__Your goal__: Find the line containing "Guideline: put one point on each instance of the second". Return it and every line after it, unchanged, up to and including the last line.

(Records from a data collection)

'''

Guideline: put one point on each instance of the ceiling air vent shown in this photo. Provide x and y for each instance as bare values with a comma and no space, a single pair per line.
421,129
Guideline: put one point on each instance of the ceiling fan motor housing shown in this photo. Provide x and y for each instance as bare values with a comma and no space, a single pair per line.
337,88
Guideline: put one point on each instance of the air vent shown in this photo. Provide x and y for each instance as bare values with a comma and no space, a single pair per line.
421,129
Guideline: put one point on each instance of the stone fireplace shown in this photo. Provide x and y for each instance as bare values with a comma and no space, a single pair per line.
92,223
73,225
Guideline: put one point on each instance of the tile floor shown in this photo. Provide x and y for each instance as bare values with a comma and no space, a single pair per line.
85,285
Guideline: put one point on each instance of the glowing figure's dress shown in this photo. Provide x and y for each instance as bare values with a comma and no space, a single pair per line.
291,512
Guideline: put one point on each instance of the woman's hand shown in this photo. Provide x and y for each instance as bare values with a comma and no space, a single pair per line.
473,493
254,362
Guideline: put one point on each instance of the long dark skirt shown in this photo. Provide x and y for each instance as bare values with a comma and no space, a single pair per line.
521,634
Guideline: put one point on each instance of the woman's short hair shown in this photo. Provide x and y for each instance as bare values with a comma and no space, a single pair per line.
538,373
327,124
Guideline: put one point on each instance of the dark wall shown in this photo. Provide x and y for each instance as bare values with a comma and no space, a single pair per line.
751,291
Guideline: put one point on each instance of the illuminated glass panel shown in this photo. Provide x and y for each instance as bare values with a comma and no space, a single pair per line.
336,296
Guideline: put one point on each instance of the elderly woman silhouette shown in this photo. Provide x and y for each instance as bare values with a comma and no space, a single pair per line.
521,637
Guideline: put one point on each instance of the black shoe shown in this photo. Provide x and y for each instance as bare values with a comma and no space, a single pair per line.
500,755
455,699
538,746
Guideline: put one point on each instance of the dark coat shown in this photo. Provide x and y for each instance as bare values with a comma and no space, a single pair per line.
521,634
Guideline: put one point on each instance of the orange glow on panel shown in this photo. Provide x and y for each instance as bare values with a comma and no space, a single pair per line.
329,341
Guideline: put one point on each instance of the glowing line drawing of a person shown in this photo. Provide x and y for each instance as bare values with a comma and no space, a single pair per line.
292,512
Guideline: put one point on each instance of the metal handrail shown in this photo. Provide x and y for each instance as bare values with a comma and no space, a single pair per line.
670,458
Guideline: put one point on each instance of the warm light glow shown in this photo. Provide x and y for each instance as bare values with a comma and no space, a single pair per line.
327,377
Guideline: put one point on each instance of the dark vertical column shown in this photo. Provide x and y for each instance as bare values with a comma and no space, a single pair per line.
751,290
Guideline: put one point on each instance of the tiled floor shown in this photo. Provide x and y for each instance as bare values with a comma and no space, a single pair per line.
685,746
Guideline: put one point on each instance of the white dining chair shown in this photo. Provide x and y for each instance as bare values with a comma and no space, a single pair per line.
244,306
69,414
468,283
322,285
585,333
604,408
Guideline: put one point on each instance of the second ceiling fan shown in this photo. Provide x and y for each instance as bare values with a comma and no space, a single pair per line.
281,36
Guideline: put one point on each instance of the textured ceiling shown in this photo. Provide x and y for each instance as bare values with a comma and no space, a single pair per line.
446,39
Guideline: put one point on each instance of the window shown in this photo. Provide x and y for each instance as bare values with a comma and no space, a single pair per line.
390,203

'''

__Result for this exercise__:
Guideline: put one point on each instance of the second ceiling fan shown in this photo. Provide x and y for each instance as bare values with a comma and no space, a single pair per line.
281,36
Guideline: put one point on each instance of the textured ceiling shown in this photo. Provide x and y for each instance as bare values with a comma and no space, a single pair per line.
446,39
Guideline: put one point on each instance of the window shown in this photo. Provide x and y for each instance as bare values with a comma and no space, a single pair per line.
390,203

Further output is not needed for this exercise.